— start Records to process —

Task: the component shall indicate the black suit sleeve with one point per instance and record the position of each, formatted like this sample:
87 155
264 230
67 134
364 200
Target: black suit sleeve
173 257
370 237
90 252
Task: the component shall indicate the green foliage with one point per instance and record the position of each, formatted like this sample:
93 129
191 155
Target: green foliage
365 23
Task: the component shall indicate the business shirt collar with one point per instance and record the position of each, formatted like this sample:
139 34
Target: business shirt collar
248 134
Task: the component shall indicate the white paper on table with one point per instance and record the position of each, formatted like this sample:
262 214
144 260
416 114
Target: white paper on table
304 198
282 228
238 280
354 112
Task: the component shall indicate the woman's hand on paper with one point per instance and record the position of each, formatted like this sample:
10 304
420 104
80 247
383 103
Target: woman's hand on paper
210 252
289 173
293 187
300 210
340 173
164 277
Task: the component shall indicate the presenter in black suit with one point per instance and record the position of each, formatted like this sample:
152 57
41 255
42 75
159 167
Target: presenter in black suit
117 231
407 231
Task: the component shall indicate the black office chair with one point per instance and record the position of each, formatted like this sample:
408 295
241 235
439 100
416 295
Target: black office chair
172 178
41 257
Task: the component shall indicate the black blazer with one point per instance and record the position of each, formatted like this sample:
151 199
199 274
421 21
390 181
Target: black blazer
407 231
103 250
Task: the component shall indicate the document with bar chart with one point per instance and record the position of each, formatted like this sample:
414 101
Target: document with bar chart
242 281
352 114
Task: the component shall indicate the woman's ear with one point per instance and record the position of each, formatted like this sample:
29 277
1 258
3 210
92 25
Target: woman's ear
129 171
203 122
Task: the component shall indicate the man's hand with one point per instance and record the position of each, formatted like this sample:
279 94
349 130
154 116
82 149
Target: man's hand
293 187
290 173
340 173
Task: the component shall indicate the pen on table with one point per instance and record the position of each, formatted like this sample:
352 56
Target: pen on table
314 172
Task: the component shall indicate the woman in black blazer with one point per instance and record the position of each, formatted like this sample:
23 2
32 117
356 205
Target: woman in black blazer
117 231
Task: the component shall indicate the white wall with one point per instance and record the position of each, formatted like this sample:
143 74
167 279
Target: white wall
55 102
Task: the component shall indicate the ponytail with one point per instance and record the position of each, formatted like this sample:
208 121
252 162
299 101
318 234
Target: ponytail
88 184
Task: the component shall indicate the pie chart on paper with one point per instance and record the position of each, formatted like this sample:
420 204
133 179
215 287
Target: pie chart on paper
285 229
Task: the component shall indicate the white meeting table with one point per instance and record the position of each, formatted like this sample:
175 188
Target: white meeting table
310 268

— end Records to process —

Swap every "component" in the records above for "system" and write all the records out again, changing nothing else.

## [Worked solution]
Task: the system shall indicate the black suit sleeve with one point per instance and record the position of each, formatted like this sample:
87 155
264 230
67 134
364 200
Target: black suit sleeve
173 257
370 237
90 252
Task: the system shall indicate the green foliage with one point per instance and record the position of each, formatted like this sample:
93 129
191 155
Target: green foliage
365 23
Task: the system shall indicate the business shirt collar with one point per instance and record the position of each, formatted like this sample:
139 34
Target: business shirt collar
248 134
Task: the system shall indicate the white paper on table with one point per instance and record the position of each, formatted like this sample:
262 214
144 260
416 114
Target: white paper on table
304 198
282 228
238 280
354 112
Task: the system shall indicate the woman's hand on paper with one point per instance and record the position of each, formatted like this sample:
10 304
420 104
80 247
383 103
Target: woman's hand on paper
210 252
289 173
293 187
300 210
340 173
164 277
Task: the system shall indicate the presenter in black suit with one point per instance and record the position of each, formatted like this sample:
152 57
41 255
42 75
159 167
Target: presenter in black suit
117 231
407 231
Task: the system shall indicate the black office chair with one point per instance and record the position of each, formatted like this sample:
408 295
241 235
439 100
416 295
Target: black office chair
172 178
41 257
Task: the system shall indicate the black blazer with one point per instance and record the position of each, formatted like this sample:
151 199
199 274
421 21
390 181
Target: black blazer
407 231
103 250
Task: the system shall indicate the document with bar chart with one point per instance and record the position of each, formatted like this sample:
414 101
Target: document with bar chart
242 281
352 114
Task: the system shall indicate the woman's ear with one point per instance and record the position of each, formatted like this sample:
29 277
1 258
3 210
92 25
Target: woman's ear
129 171
203 122
Task: the system shall indicate the man's hand with one point per instance and record the position of each, formatted like this sample:
279 94
349 130
154 116
82 149
Target: man's hand
293 187
290 173
340 173
Task: the system shall indicate the pen on table with one point per instance and record the position of each, formatted like this sample:
352 56
Target: pen on table
314 172
Task: the system shall indicate the woman in black blazer with one point per instance and record the position of each, formatted like this sample:
23 2
32 117
356 205
Target: woman in black blazer
117 231
Task: the system shall indicate the white wall with one point per instance and record the position of each, formatted like this sample:
143 74
167 279
Target: white wall
55 102
Task: the system shall indicate the ponytail with one point per instance and record the position of each, formatted like this sample:
208 121
252 162
299 101
318 234
Target: ponytail
88 184
Task: the system shall indicate the pie chart on paper with one point per instance and record the position of each, formatted like this sample:
420 204
133 179
215 287
Target: pie chart on paper
285 229
Task: the system shall indicate the white meeting table with one point per instance and record the position of each, formatted like this sample:
175 188
Target: white meeting table
310 268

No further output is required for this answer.